*** Opening TEXT PASSAGE ***
A growing backlog of unprocessed tax returns is threatening to delay the arrival of tax refunds for many Americans. This comes as the IRS extended tax deadline of May 17 is just around the corner, and as many people are eagerly awaiting their refunds, including those people who are eligible for a refund for taxes paid on unemployment benefits that they received in 2020.
According to the Taxpayer Advocate Service, an independent organization within the IRS that advocates for tax filers’ rights, the IRS is currently holding 31 million returns that need to be processed ahead of Monday’s tax deadline day. This backlog has reportedly grown by over two million additional returns since the middle of last month. The problem is likely going to get worse before it gets better, with the IRS having received only roughly 121 million returns out of an expected 160 million.
The backlog appears to have several causes. First are the large number of unprocessed returns from last year’s taxes, which the agency was unable to process as a result of shutdowns to tax processing centers necessitated by the outbreak of COVID-19. Even when those centers reopened, they often did so at less than full capacity in order to comply with social distancing requirements.
Also hampering the IRS’ efforts to process tax returns in a timely manner are the added COVID-relief benefits that are included in this year’s tax returns.
The recovery rebate credit, which allows those people who did not receive all of the money that they were entitled to during the first two rounds of federal stimulus payments to claim any outstanding money that they are owed. The rebate requires that people accurately report the amount of money that they did receive so that the IRS can distribute the correct amount of outstanding money to them, but many people have been reporting inaccurate figures or have not been including the necessary documentation. This forces the IRS to spend additional time reviewing the return and collecting additional information.
Also delaying processing are other COVID-relief measures such as the earned income tax credit or the advance child tax credit. These credits require more scrutiny and verification of information, and the associated manual review results in longer processing times.
Beyond this, the IRS has also taken on the added responsibility of distributing the third-round of federal stimulus payments to eligible Americans. So far, the agency has distributed 165 million payments with a value of roughly $388 billion, and is now focusing on sending payments to those Americans whose eligibility for payments is dependent on the processing of their tax returns.
This includes those people about whom the IRS previously did not have sufficient information before they filed a 2020 tax return, as well as those people whose initial eligibility for a stimulus payment was based on information in their 2019 tax returns, but whose 2020 returns indicate that they are eligible for more money following a loss of income or a change in dependent status through what the IRS calls “plus-up” payments.
*** Closing TEXT PASSAGE ***
*** Opening DATA SECTION ***
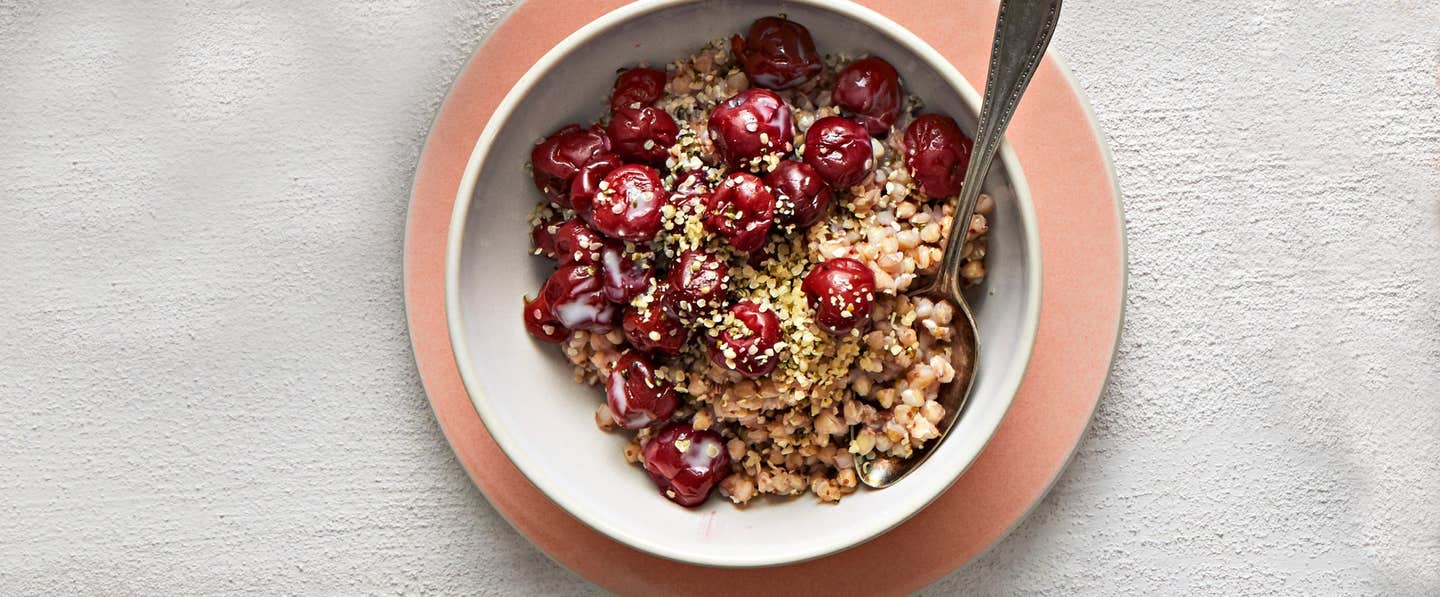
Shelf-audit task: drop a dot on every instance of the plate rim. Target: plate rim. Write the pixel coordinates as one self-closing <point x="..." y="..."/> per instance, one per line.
*** Closing DATA SECTION ***
◆ **TASKS AND EXERCISES**:
- a) In the text on the IRS backlog, how many returns does the Taxpayer Advocate Service say the IRS is currently holding?
- b) Rewrite the passage of the IRS backlog text from "The recovery rebate" up to and including "collecting additional information.", switching "inaccurate figures" to "incorrect figures".
- c) Decide whether each statement agrees with the text on the IRS backlog, and quote the words that decide it.
(i) The backlog has grown by more than two million returns since the middle of last month.
(ii) The IRS has already received about 160 million returns.
(iii) Tax processing centers reopened at full capacity.

◆ **ANSWER LIST**:
- a) 31 million returns.

- b)
The recovery rebate credit, which allows those people who did not receive all of the money that they were entitled to during the first two rounds of federal stimulus payments to claim any outstanding money that they are owed. The rebate requires that people accurately report the amount of money that they did receive so that the IRS can distribute the correct amount of outstanding money to them, but many people have been reporting incorrect figures or have not been including the necessary documentation. This forces the IRS to spend additional time reviewing the return and collecting additional information.

- c)
(i) Yes: "This backlog has reportedly grown by over two million additional returns since the middle of last month."
(ii) No: "with the IRS having received only roughly 121 million returns out of an expected 160 million."
(iii) No: "Even when those centers reopened, they often did so at less than full capacity in order to comply with social distancing requirements."